* Questions on the material *
A: In the article on the clematis 'The Bride,' who brought the plant back to England after it was thought extinct?
B: Say whether each statement agrees with the article on the clematis 'The Bride,' and quote the words that decide it: (i) 'The Bride' was bred in England by the Jackman firm. (ii) The flower of 'The Bride' has a mauve understripe like that of 'Huldine.' (iii) At maturity the plant usually reaches 10 to 12 feet.
C: The article on the clematis 'The Bride' lists some "The..." clematis, living or bygone. List every one of them that it names.

Poring over the lists our clematis nurseries are sending out for the new year or posting on the Web, we find the usual abundance of flowers described as "white," some famous and some new or barely known at all, and we may be a little surprised there are so many. Sometimes, of course, there is not much room for description in these lists, and "white" may be shorthand for "predominantly white," but even discounting such items the number of large-flowered whites is impressive. One basic reason for it is that whiteness-of-flower is an ancestral element in the genes of the large-flowered tribe, traceable all the way back to C. patens and C. florida, so that it is unlikely the market will run out of new ones any time soon. But another reason for the breadth of choice is that the "whites" are by no means uniform in character; most of them are individual enough to attract different gardeners for different reasons. Aside from the way that the flowers of some varieties show faint tinges of other colours, or have light or dark eyes at the center, or shapes and textures that set them apart, the plants can vary substantially in their size and girth, and also in their season of bloom. So there is always room in the trade for the venerable ones like 'Henryi' and 'Candida' alongside relative upstarts like 'Tsuzuki' and 'Toki' from Japan and the exquisite 'Roogoja' from Estonia.
Room also for C. 'The Bride.' This capable plant qualifies as both new and old, by virtue of its having been lost (ostensibly) for many years and then unexpectedly recovered and restored to the trade. Stories of such recoveries are always welcome for clematis lovers, who can't help being wistful about oldtimers that got away, even if it happened because a hybridiser chose (as Moore and Jackman would say) to "supersede" one of his plants with what he considered a better one. We think of recoveries such as that of 'Sir Trevor Lawrence,' or C. florida, and keep hoping that someday, somehow it will happen for lost treasures of the breed like C. 'Fortunei.' In the case of 'The Bride,' our debt is to Alister Keay of New Zealand, whose connections with English and Japanese growers over many years have brought us some valuable finds, 'Prince Charles' and 'Allanah' being two of the best. 'The Bride' was not his it was bred in England (year unknown) by the Jackman firm. But it went missing from English and European lists in the early 1960s, and was thought extinct until Alister brought it from his own stock and probably in his own luggage back to England. Now it is available there and in Holland, doubtless elsewhere in Europe, and also in Japan.
The plant is a compact climber, usually between 6' and 8' tall at maturity (2-2.5m), and well suited to a relatively small-scale site or to container growing. The foliage is firm and clean-looking, with heart-shaped leaflets usually in 3s, and of a fairly deep green. The usual procedure with 'The Bride' is to give it any shaping-up it needs when the main flush of bloom has passed in midsummer, after which it will usually mount some bloom on new wood. The flower too is compact, slightly cupped at first and gradually flattening out as it ages. It is about the same size as 'Huldine,' (3"- 4", 7.5 - 10cm) though without the mauve understripe, and more rounded than starlike. Sepals vary from six to eight, usually overlapping but sometimes showing little gaps near the base. The blossom is distinctive enough to win admirers of its own amidst the standard whites. Quietly accented by the soft yellow of the stamens, it has a look of simple and unassuming purity, which no doubt was what the breeders (who lived in an ideal world, as we do) had in mind when they chose to call it 'The Bride.'
If this plant has ever been used in a breeding program, word of it has not come out, although it would seem to be a viable option. Sad to say, though we have a goodly troupe of "The..." clematis, living or bygone a President, a Queen, a Premier, a First Lady, and a Kelpie, among others no one has yet presented us with "The Groom."

* Information provided *
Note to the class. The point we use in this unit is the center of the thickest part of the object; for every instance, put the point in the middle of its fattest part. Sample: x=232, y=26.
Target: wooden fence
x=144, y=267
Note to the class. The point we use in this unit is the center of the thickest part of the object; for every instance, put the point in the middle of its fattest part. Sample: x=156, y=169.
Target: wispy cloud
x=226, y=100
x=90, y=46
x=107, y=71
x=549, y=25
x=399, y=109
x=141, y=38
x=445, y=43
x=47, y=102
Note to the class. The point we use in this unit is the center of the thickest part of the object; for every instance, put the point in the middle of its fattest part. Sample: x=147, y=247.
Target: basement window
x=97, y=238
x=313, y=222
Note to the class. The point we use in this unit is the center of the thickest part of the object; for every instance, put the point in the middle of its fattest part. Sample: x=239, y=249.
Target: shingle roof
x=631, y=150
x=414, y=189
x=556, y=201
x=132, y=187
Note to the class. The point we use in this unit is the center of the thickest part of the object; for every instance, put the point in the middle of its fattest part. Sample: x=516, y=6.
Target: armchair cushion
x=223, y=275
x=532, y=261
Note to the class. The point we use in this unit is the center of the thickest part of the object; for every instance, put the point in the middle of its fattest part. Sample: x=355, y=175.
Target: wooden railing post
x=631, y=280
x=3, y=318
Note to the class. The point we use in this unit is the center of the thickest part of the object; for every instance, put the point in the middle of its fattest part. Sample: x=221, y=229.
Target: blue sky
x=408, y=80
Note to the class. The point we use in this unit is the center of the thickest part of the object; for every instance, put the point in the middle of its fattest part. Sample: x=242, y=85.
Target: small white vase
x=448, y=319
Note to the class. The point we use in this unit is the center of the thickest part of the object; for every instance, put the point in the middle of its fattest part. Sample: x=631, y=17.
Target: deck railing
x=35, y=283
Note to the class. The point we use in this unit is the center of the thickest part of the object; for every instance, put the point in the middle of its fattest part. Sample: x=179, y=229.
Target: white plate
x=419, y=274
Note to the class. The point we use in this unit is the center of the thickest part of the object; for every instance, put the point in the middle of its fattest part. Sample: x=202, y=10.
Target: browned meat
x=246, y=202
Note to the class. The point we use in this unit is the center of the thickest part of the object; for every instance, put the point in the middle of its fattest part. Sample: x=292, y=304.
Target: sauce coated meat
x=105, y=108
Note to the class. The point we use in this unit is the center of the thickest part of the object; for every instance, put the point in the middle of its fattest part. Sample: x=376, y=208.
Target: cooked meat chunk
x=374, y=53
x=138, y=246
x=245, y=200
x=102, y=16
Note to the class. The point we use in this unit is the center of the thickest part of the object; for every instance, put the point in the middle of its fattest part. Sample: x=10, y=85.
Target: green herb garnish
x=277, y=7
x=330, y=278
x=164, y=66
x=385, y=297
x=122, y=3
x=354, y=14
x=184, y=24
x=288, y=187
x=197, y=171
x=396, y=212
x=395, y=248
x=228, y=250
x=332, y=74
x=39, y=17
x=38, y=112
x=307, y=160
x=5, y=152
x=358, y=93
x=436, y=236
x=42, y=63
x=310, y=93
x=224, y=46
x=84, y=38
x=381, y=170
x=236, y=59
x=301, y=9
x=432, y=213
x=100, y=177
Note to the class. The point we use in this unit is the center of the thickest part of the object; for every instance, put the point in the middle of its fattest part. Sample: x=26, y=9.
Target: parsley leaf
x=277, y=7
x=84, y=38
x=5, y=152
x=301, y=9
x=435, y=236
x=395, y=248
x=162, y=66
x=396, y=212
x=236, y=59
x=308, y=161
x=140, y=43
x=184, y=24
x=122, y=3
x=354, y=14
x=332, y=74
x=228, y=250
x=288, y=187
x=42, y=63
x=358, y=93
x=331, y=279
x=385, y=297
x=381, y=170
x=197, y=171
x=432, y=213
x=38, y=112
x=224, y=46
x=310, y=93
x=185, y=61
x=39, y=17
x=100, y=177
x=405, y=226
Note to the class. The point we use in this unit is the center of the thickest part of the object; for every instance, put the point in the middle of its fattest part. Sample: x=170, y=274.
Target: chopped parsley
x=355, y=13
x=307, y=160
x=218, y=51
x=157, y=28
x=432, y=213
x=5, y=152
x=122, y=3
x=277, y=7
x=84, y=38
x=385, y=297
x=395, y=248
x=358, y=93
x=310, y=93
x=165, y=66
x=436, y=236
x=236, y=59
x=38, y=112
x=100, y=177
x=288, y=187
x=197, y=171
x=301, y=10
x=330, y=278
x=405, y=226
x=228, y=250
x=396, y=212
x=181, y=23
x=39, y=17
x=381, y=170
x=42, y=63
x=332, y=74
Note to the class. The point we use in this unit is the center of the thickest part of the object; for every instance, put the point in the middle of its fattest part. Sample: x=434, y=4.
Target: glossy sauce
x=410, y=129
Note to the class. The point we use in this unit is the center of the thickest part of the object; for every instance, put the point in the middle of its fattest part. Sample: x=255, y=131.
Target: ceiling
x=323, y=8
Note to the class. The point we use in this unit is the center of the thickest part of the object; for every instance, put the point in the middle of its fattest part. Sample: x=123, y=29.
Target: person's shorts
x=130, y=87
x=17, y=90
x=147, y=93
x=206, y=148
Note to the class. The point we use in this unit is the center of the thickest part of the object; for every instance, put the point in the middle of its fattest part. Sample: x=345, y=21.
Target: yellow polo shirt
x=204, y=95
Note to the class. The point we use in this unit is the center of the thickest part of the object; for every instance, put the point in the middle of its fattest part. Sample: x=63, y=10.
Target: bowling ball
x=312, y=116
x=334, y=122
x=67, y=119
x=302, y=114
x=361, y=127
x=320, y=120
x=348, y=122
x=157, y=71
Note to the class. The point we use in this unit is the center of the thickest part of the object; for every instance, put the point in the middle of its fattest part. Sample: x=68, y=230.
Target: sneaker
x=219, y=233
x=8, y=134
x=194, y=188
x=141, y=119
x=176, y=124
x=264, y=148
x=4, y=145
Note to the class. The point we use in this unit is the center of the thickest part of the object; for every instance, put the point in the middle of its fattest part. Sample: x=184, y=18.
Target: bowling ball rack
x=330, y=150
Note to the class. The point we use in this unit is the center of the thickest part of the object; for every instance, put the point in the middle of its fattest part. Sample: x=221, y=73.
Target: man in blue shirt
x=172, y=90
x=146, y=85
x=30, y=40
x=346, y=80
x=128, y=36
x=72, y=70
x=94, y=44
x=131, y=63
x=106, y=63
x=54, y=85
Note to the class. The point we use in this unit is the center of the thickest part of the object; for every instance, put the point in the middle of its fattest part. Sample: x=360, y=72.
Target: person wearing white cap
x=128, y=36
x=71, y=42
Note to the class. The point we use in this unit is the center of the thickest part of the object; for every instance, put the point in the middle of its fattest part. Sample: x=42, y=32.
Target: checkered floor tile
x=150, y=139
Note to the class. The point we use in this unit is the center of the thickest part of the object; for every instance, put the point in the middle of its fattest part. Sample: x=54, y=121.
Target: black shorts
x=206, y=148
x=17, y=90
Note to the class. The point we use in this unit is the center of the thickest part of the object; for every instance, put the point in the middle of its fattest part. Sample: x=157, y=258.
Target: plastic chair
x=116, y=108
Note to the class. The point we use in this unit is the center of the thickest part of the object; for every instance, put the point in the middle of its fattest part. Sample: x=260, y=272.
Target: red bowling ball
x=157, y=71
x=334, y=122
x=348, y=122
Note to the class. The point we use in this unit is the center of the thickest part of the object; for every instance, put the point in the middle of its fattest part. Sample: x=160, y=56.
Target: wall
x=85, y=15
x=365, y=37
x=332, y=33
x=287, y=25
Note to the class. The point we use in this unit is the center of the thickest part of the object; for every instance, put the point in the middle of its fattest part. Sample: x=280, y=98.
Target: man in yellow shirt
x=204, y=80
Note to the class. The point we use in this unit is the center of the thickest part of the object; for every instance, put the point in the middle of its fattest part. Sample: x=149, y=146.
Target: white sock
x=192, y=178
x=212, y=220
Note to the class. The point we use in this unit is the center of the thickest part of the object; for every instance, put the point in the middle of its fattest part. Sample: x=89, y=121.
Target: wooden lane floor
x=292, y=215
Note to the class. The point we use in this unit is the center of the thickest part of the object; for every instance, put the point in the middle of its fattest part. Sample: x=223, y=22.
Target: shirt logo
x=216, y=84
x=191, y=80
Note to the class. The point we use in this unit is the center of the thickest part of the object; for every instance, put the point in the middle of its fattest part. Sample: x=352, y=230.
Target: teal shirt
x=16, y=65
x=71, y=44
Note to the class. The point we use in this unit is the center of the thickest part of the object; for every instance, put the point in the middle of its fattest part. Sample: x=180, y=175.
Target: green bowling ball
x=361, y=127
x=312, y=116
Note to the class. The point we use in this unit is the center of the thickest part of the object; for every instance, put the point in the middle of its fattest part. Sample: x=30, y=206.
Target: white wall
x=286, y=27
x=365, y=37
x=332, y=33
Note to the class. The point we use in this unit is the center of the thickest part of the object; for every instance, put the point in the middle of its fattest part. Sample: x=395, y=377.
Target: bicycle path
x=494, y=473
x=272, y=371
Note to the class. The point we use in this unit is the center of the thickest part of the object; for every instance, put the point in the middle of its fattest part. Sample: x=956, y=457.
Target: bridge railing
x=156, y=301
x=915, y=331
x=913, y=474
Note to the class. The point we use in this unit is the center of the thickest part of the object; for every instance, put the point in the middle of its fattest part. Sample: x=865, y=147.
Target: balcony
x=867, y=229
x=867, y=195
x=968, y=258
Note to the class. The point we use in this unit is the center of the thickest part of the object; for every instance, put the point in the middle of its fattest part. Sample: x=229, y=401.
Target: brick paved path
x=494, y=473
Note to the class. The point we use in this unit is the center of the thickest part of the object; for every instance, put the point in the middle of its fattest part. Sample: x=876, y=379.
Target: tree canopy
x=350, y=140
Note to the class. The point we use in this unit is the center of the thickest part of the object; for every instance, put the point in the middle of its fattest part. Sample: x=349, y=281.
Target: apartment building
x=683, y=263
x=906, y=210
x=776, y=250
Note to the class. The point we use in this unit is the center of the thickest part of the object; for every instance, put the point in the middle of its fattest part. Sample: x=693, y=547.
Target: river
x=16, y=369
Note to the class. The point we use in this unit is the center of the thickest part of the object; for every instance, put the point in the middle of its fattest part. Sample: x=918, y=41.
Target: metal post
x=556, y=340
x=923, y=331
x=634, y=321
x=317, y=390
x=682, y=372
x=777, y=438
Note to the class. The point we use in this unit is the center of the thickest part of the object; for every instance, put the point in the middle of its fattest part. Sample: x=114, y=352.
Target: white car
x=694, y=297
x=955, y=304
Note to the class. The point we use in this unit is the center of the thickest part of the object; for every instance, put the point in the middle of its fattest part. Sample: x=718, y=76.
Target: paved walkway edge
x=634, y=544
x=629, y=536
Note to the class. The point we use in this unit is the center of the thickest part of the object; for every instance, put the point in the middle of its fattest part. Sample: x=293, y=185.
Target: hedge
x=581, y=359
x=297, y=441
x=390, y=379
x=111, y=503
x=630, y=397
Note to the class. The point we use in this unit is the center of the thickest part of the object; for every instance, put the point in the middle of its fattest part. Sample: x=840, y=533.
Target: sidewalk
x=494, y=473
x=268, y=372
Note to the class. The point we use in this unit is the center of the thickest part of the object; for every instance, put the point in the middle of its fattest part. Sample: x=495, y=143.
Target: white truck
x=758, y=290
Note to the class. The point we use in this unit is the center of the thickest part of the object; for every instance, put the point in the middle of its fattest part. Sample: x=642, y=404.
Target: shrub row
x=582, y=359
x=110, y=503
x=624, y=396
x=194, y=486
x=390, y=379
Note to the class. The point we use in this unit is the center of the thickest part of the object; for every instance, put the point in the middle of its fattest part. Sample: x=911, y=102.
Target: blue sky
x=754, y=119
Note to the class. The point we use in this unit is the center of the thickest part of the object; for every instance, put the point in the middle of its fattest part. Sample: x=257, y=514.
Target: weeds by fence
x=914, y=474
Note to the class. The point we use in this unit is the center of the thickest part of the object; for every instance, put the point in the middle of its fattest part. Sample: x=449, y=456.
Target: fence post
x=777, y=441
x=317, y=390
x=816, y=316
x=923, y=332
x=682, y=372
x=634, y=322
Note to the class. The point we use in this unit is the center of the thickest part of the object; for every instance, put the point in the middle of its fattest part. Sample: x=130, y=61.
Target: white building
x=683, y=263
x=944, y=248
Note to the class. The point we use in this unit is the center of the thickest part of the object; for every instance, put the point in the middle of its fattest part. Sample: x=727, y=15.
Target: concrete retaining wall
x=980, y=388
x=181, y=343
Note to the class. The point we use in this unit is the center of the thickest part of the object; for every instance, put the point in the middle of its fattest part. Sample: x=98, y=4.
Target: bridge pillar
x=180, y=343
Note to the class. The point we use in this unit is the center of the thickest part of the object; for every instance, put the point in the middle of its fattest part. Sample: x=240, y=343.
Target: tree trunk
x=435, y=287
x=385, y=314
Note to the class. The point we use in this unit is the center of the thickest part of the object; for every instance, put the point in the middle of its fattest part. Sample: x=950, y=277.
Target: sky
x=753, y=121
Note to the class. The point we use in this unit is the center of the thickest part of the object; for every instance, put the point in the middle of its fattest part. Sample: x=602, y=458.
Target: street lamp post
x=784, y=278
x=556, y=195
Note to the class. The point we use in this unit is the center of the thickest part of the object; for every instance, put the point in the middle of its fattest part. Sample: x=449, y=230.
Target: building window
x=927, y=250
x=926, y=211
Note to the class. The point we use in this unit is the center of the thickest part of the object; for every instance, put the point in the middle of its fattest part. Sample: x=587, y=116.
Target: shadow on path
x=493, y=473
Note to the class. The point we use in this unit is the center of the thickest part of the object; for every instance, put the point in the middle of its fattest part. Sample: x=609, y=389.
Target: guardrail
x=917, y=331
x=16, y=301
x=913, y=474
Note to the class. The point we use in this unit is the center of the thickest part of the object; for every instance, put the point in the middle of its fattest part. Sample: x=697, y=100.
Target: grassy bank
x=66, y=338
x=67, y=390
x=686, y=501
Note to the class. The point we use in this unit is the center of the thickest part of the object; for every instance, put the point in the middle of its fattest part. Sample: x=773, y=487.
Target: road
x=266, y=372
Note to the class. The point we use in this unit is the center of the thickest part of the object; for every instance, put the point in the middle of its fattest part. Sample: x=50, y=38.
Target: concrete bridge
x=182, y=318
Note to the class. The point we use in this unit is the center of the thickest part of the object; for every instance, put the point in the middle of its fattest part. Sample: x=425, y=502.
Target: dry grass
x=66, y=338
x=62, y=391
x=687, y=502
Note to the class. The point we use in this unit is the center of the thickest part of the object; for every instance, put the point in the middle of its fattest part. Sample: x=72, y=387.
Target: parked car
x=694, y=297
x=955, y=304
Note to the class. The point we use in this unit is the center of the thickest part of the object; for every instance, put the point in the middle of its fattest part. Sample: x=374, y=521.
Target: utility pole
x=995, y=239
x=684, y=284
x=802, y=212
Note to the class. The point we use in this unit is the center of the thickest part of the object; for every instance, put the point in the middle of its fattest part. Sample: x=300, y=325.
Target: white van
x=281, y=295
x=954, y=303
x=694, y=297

* Solution set *
A: Alister Keay of New Zealand.

B:
(i) Yes: "it was bred in England (year unknown) by the Jackman firm"
(ii) No: "though without the mauve understripe"
(iii) No: "usually between 6' and 8' tall at maturity (2-2.5m)"

C: A President, a Queen, a Premier, a First Lady, and a Kelpie.